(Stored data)
┌──

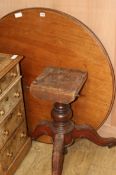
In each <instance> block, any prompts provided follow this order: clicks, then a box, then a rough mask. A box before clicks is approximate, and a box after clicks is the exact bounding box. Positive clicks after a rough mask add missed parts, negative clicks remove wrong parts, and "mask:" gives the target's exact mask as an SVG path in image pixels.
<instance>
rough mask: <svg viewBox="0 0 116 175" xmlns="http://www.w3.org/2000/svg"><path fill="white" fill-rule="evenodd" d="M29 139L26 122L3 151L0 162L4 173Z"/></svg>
mask: <svg viewBox="0 0 116 175" xmlns="http://www.w3.org/2000/svg"><path fill="white" fill-rule="evenodd" d="M27 138H28V137H27V130H26V125H25V122H23V123H22V124H21V126H20V127H19V128H18V129H17V130H16V132H15V133H14V134H13V136H12V137H11V138H10V140H9V141H8V142H7V144H6V145H5V147H4V148H3V149H2V150H1V153H0V161H1V164H2V169H3V171H6V170H7V169H8V167H9V166H10V164H11V163H12V161H13V160H14V158H15V157H16V155H17V153H18V152H19V150H20V149H21V147H22V146H23V144H24V143H25V142H26V140H27Z"/></svg>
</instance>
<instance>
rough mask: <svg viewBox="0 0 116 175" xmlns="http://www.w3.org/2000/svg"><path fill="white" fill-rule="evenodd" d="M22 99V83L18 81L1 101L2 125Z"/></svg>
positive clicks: (1, 118)
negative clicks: (2, 120) (4, 121)
mask: <svg viewBox="0 0 116 175" xmlns="http://www.w3.org/2000/svg"><path fill="white" fill-rule="evenodd" d="M21 98H22V90H21V82H20V80H18V81H17V82H16V83H15V84H14V85H13V87H12V88H11V89H10V90H9V91H8V93H7V94H6V95H5V96H4V97H3V98H2V99H1V100H0V123H1V121H2V120H3V119H4V118H5V117H6V116H7V115H8V114H9V113H10V112H11V111H12V109H13V108H14V107H15V106H16V104H17V103H18V102H19V100H20V99H21Z"/></svg>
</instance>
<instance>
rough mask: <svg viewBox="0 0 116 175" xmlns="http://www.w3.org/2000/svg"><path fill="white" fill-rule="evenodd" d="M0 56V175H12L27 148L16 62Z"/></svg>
mask: <svg viewBox="0 0 116 175" xmlns="http://www.w3.org/2000/svg"><path fill="white" fill-rule="evenodd" d="M21 59H22V57H21V56H17V55H9V54H2V53H0V175H13V174H14V172H15V170H16V169H17V167H18V166H19V164H20V162H21V161H22V160H23V158H24V157H25V155H26V154H27V152H28V151H29V148H30V147H31V140H30V138H29V137H28V135H27V127H26V119H25V110H24V103H23V95H22V87H21V75H20V69H19V62H20V61H21Z"/></svg>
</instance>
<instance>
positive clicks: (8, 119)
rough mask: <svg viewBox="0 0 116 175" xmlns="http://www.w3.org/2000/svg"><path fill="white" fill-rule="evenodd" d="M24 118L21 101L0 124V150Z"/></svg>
mask: <svg viewBox="0 0 116 175" xmlns="http://www.w3.org/2000/svg"><path fill="white" fill-rule="evenodd" d="M24 118H25V112H24V106H23V101H22V100H21V101H20V102H19V103H18V105H17V106H16V107H15V108H14V109H13V111H12V113H10V115H8V117H6V118H5V120H4V121H3V122H2V123H1V124H0V149H1V148H2V147H3V146H4V144H5V143H6V141H7V140H8V139H9V137H11V135H12V133H13V132H14V131H15V130H16V128H18V126H19V125H20V123H21V122H22V121H23V120H24Z"/></svg>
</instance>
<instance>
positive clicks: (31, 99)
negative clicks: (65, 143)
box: [0, 8, 114, 132]
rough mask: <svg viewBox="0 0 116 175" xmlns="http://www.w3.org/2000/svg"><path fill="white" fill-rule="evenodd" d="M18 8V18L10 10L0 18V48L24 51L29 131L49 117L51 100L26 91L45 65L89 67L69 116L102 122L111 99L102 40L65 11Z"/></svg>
mask: <svg viewBox="0 0 116 175" xmlns="http://www.w3.org/2000/svg"><path fill="white" fill-rule="evenodd" d="M21 12H22V17H20V18H15V17H14V14H15V13H16V12H13V13H11V14H9V15H7V16H5V17H4V18H3V19H1V21H0V52H7V53H15V54H19V55H24V56H25V58H24V59H23V61H22V62H21V72H22V75H23V89H24V94H25V105H26V114H27V120H28V126H29V130H30V132H31V131H32V130H33V129H34V128H35V126H36V125H37V123H38V122H39V121H40V120H43V119H48V120H50V110H51V108H52V102H50V101H44V100H36V99H34V98H33V97H32V96H31V95H30V93H29V86H30V83H31V82H32V80H33V79H35V77H36V76H38V75H39V74H40V73H41V72H42V71H43V69H44V68H45V67H48V66H58V67H66V68H72V69H77V68H78V69H80V70H82V71H87V72H88V80H87V82H86V84H85V86H84V88H83V90H82V91H81V93H80V98H79V99H78V100H77V101H75V102H74V103H73V104H72V108H73V110H74V118H73V119H74V121H75V122H76V123H87V124H90V125H92V126H93V127H94V128H98V127H99V126H101V125H102V124H103V122H104V121H105V119H106V118H107V117H108V115H109V112H110V110H111V107H112V104H113V100H114V73H113V69H112V65H111V63H110V60H109V57H108V55H107V53H106V51H105V49H104V48H103V46H102V44H101V43H100V41H99V40H98V39H97V37H96V36H95V35H94V34H93V33H92V32H91V31H90V30H89V29H88V28H87V27H86V26H85V25H84V24H82V23H81V22H80V21H78V20H77V19H75V18H73V17H71V16H69V15H66V14H64V13H61V12H58V11H54V10H50V9H43V8H33V9H24V10H21ZM41 12H44V15H45V17H41V16H40V13H41Z"/></svg>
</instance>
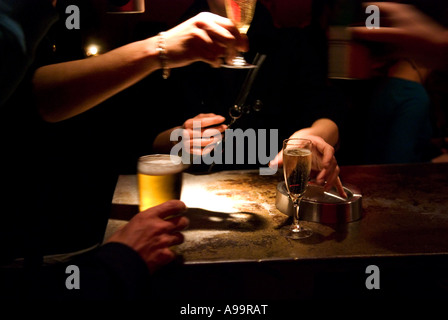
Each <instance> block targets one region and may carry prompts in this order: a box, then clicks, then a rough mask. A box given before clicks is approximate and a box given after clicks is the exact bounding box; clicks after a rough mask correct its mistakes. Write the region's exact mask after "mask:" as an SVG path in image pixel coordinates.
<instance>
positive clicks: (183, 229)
mask: <svg viewBox="0 0 448 320" xmlns="http://www.w3.org/2000/svg"><path fill="white" fill-rule="evenodd" d="M185 209H186V207H185V204H184V203H183V202H182V201H178V200H170V201H168V202H165V203H163V204H161V205H158V206H155V207H152V208H150V209H148V210H145V211H143V212H140V213H139V214H137V215H135V216H134V217H133V218H132V219H131V220H130V221H129V223H127V224H126V225H125V226H124V227H122V228H121V229H120V230H118V231H117V232H115V233H114V234H113V235H112V236H111V237H110V238H109V239H108V240H107V242H119V243H123V244H125V245H127V246H129V247H131V248H132V249H134V250H135V251H136V252H137V253H138V254H139V255H140V256H141V257H142V259H143V260H144V261H145V262H146V264H147V266H148V269H149V271H150V272H151V273H153V272H154V271H156V270H157V269H158V268H159V267H161V266H163V265H165V264H167V263H169V262H171V261H172V260H174V258H175V253H174V252H173V251H171V249H170V247H171V246H175V245H178V244H181V243H182V242H183V241H184V238H183V235H182V234H181V233H180V231H182V230H184V229H185V228H186V227H187V226H188V223H189V222H188V219H187V218H186V217H183V216H178V215H179V214H180V213H182V212H183V211H185Z"/></svg>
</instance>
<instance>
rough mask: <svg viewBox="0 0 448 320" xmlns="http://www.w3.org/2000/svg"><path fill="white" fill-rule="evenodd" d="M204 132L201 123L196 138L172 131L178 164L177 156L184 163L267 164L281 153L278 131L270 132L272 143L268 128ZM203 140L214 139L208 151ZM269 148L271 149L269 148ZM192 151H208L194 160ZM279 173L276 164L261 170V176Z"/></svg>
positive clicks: (210, 164)
mask: <svg viewBox="0 0 448 320" xmlns="http://www.w3.org/2000/svg"><path fill="white" fill-rule="evenodd" d="M201 132H202V128H201V122H200V121H193V136H192V137H190V135H189V134H188V133H187V132H186V130H184V129H175V130H173V131H172V132H171V136H170V140H171V141H173V142H179V143H177V144H176V145H175V146H174V147H173V148H172V149H171V152H170V154H171V155H172V160H173V161H174V162H176V161H177V160H176V159H178V158H177V157H176V156H180V157H181V159H182V160H181V161H182V163H183V164H191V163H193V164H201V163H205V164H207V165H211V164H213V163H215V164H230V165H231V164H256V163H257V160H258V163H259V164H261V165H267V164H269V162H270V160H272V159H274V157H275V156H276V155H277V153H278V151H279V149H278V129H270V130H269V143H268V141H267V140H268V130H267V129H258V130H257V131H255V129H246V130H245V131H243V130H242V129H235V130H233V129H227V130H225V132H224V134H222V133H221V132H220V131H219V130H217V129H213V128H210V129H206V130H204V131H203V132H202V133H201ZM201 137H210V139H211V141H210V142H209V143H208V144H207V145H206V146H205V148H202V146H201ZM179 139H180V141H179ZM223 142H225V143H223ZM246 146H247V148H246ZM268 146H269V148H267V147H268ZM191 148H193V150H203V151H204V152H202V154H201V155H198V156H193V157H191V152H190V150H191ZM246 149H247V153H246ZM268 149H269V150H268ZM246 160H247V162H246ZM276 172H277V165H276V164H273V166H271V167H261V168H260V175H273V174H275V173H276Z"/></svg>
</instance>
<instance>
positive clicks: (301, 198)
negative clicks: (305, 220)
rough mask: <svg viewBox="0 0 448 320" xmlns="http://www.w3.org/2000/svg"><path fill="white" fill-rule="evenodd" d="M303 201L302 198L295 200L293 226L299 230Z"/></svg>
mask: <svg viewBox="0 0 448 320" xmlns="http://www.w3.org/2000/svg"><path fill="white" fill-rule="evenodd" d="M301 200H302V197H300V198H297V199H295V200H294V202H293V204H294V216H293V224H294V226H295V229H296V230H297V231H298V230H299V228H300V227H299V209H300V201H301Z"/></svg>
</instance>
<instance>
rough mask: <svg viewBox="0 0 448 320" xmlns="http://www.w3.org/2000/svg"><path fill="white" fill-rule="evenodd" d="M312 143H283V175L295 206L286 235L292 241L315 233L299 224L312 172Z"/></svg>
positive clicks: (303, 139) (295, 141) (294, 142)
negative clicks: (300, 210) (305, 192)
mask: <svg viewBox="0 0 448 320" xmlns="http://www.w3.org/2000/svg"><path fill="white" fill-rule="evenodd" d="M311 147H312V142H311V141H310V140H307V139H286V140H284V142H283V174H284V177H285V183H286V190H287V191H288V195H289V198H290V199H291V201H292V203H293V205H294V216H293V223H292V225H291V226H290V227H289V230H288V231H287V233H286V234H285V236H286V237H287V238H290V239H303V238H307V237H309V236H311V235H312V234H313V232H312V231H311V230H310V229H307V228H304V227H302V226H301V225H300V224H299V208H300V201H301V200H302V197H303V194H304V193H305V191H306V188H307V187H308V181H309V179H310V172H311V159H312V155H311Z"/></svg>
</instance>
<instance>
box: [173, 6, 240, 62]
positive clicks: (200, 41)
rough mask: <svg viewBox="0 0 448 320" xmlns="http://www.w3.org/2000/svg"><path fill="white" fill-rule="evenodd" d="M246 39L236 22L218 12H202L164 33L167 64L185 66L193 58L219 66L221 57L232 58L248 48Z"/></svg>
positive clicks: (229, 59) (228, 58)
mask: <svg viewBox="0 0 448 320" xmlns="http://www.w3.org/2000/svg"><path fill="white" fill-rule="evenodd" d="M247 50H248V41H247V38H246V37H244V36H243V35H241V34H240V32H239V31H238V29H237V28H236V26H235V24H234V23H233V22H232V21H231V20H229V19H227V18H224V17H221V16H219V15H216V14H213V13H209V12H202V13H199V14H198V15H196V16H195V17H193V18H191V19H189V20H187V21H185V22H183V23H181V24H180V25H178V26H176V27H174V28H172V29H171V30H168V31H167V32H166V54H167V63H168V67H170V68H176V67H182V66H186V65H188V64H190V63H193V62H196V61H203V62H207V63H209V64H210V65H212V66H213V67H219V66H220V65H221V64H222V62H223V61H222V59H223V58H225V59H227V60H231V59H233V58H234V57H235V56H236V54H237V52H238V51H247Z"/></svg>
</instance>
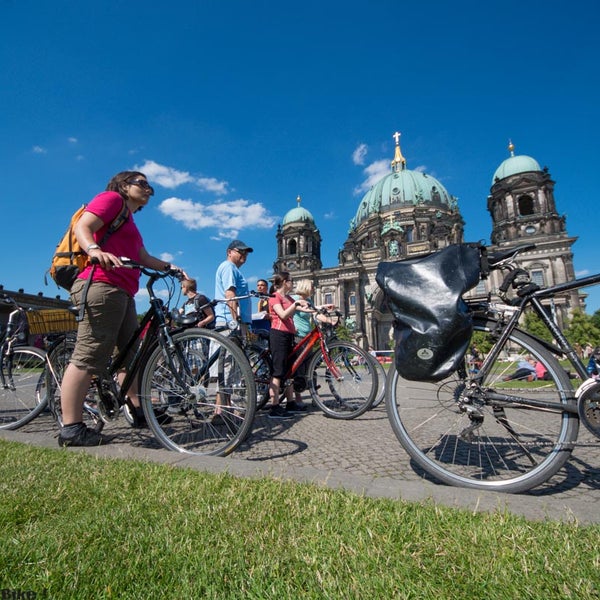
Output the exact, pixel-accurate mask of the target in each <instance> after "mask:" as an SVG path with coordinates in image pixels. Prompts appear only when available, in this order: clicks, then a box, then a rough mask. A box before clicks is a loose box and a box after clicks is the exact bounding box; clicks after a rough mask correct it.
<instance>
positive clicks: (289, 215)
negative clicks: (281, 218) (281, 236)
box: [283, 196, 315, 225]
mask: <svg viewBox="0 0 600 600" xmlns="http://www.w3.org/2000/svg"><path fill="white" fill-rule="evenodd" d="M296 202H297V203H298V206H296V208H292V210H290V211H288V212H287V213H286V215H285V217H283V224H284V225H289V224H290V223H302V222H309V223H311V224H312V225H314V224H315V219H314V217H313V216H312V215H311V213H310V212H309V211H307V210H306V209H305V208H303V207H302V206H300V202H301V199H300V196H298V197H297V198H296Z"/></svg>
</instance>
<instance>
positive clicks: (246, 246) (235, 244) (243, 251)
mask: <svg viewBox="0 0 600 600" xmlns="http://www.w3.org/2000/svg"><path fill="white" fill-rule="evenodd" d="M227 250H240V251H241V252H254V249H253V248H250V246H246V244H244V242H242V240H233V242H231V244H229V246H227Z"/></svg>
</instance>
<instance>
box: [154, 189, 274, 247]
mask: <svg viewBox="0 0 600 600" xmlns="http://www.w3.org/2000/svg"><path fill="white" fill-rule="evenodd" d="M158 208H159V210H160V211H161V212H162V213H163V214H164V215H166V216H168V217H171V218H172V219H174V220H175V221H178V222H180V223H182V224H183V226H184V227H185V228H186V229H191V230H197V229H209V228H215V229H217V231H218V238H221V239H222V238H227V239H233V238H235V237H237V236H238V234H239V232H240V231H241V230H242V229H254V228H259V229H270V228H272V227H274V225H275V222H276V219H275V217H274V216H272V215H270V214H269V213H268V212H267V210H266V209H265V207H264V206H263V205H262V204H260V203H258V202H254V203H250V202H248V200H243V199H238V200H230V201H223V202H216V203H214V204H202V203H201V202H193V201H192V200H183V199H181V198H176V197H171V198H167V199H166V200H163V201H162V202H161V203H160V205H159V207H158Z"/></svg>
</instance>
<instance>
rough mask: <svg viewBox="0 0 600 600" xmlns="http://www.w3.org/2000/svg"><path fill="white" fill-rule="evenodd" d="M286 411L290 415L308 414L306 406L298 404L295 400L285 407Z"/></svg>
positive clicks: (288, 402) (307, 409)
mask: <svg viewBox="0 0 600 600" xmlns="http://www.w3.org/2000/svg"><path fill="white" fill-rule="evenodd" d="M285 410H286V411H287V412H290V413H296V412H306V411H307V410H308V409H307V408H306V405H305V404H302V402H296V401H295V400H291V401H290V402H288V403H287V404H286V405H285Z"/></svg>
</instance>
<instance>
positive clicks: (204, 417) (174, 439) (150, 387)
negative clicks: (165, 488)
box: [88, 259, 256, 456]
mask: <svg viewBox="0 0 600 600" xmlns="http://www.w3.org/2000/svg"><path fill="white" fill-rule="evenodd" d="M122 261H123V263H124V265H125V268H135V269H140V271H141V272H142V273H143V274H144V275H146V276H147V277H148V281H147V284H146V289H147V291H148V296H149V299H150V308H149V310H148V311H147V312H146V313H145V315H144V316H143V317H142V319H141V322H140V324H139V327H138V328H137V330H136V332H135V333H134V334H133V336H132V338H131V340H130V341H129V342H128V344H127V345H126V346H125V347H124V348H123V349H122V350H121V352H119V354H118V355H117V356H116V357H115V358H114V359H113V360H111V362H110V364H109V365H108V366H107V368H106V371H105V372H104V373H103V374H102V375H101V376H99V377H95V378H94V379H93V380H92V388H91V390H90V395H89V402H88V404H89V408H91V409H93V410H94V411H96V412H97V414H98V416H99V418H100V419H101V421H102V422H103V423H110V422H111V421H114V420H115V419H117V418H118V417H119V415H120V414H121V413H124V415H125V417H126V418H127V419H128V420H129V421H130V422H132V423H134V424H135V419H136V416H135V414H136V411H135V408H134V406H133V405H132V403H131V400H130V399H129V398H128V396H127V390H128V389H129V388H130V386H131V385H132V382H133V380H134V377H135V375H136V374H138V373H139V397H140V402H141V405H142V409H143V412H144V416H145V418H146V421H147V423H148V425H149V427H150V429H151V430H152V432H153V433H154V435H155V436H156V438H157V439H158V441H159V442H160V443H161V444H162V445H163V446H164V447H165V448H168V449H170V450H176V451H179V452H185V453H190V454H211V455H217V456H225V455H227V454H229V453H230V452H232V451H233V450H234V449H235V448H237V446H238V445H239V444H240V443H241V442H242V441H243V440H244V439H245V438H246V436H247V435H248V433H249V432H250V429H251V427H252V422H253V420H254V412H255V404H256V402H255V395H256V389H255V385H254V379H253V375H252V371H251V370H250V367H249V365H248V362H247V360H246V358H245V356H244V354H243V353H242V351H241V350H240V349H239V348H238V347H237V346H236V345H235V344H234V343H233V342H232V341H231V340H229V339H227V338H226V337H224V336H221V335H219V334H218V333H215V332H211V331H208V330H201V329H197V328H188V327H184V326H181V327H178V326H175V327H173V321H172V318H171V315H170V313H169V308H168V302H167V303H165V302H163V300H162V299H161V298H159V297H158V295H157V294H156V293H155V291H154V285H155V283H156V282H158V281H159V280H162V281H164V282H165V283H166V285H167V287H168V289H169V298H171V297H172V296H173V290H174V288H175V285H174V282H175V280H178V279H181V276H182V275H181V272H180V271H177V270H173V269H169V270H167V271H155V270H152V269H148V268H146V267H144V266H143V265H141V264H139V263H136V262H134V261H131V260H129V259H122ZM207 341H208V343H207ZM128 355H130V356H131V357H130V358H127V357H128ZM123 370H125V372H126V375H125V378H124V380H123V382H122V385H119V384H118V382H117V377H116V375H117V373H119V372H120V371H123Z"/></svg>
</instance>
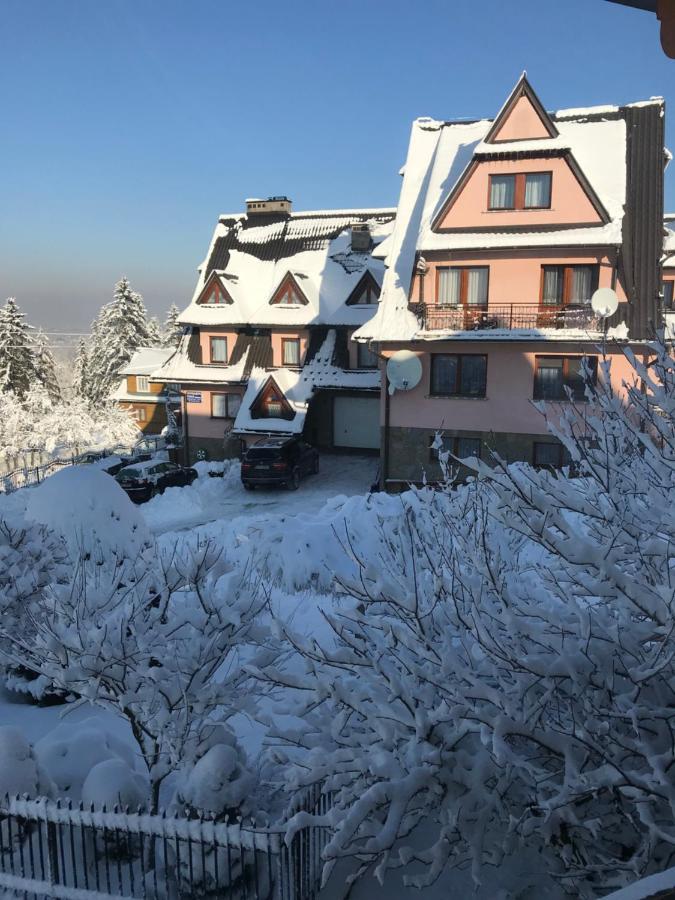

└──

:: TASK ::
Your answer should be each line from the entries that includes the string "after".

:: RESULT OF THE TASK ::
In each <instance> block, any prompts provided follow this order: clicks, then a box, then a rough mask. A box before clicks is approximate, and a box after clicks is the exact bounding box. Positive clicks after a rough mask add missed parts, negative clicks remove wrong parts, and "mask:" gives the target's exact mask as an SVG path in image pixels.
Each <instance> block targets one region and may carry prompts in this order: a box, then clicks, then a rough mask. A box given before clicks is approximate and a box given after clicks is the exact bounding box; clicks after a rough mask correct its mistakes. Write the region's exact mask after "mask:" as an SVG path in image pixel coordinates.
Output the exact, pixel-accurate mask of the target in each <instance> after "mask:" as an SVG path with coordinates in image pixels. Prompts appear only when available, in this order: clicks, then a box, then a rough mask. A box before clicks is a loose box and a box after clicks is the exact bounding box; clicks after a rough mask correct it.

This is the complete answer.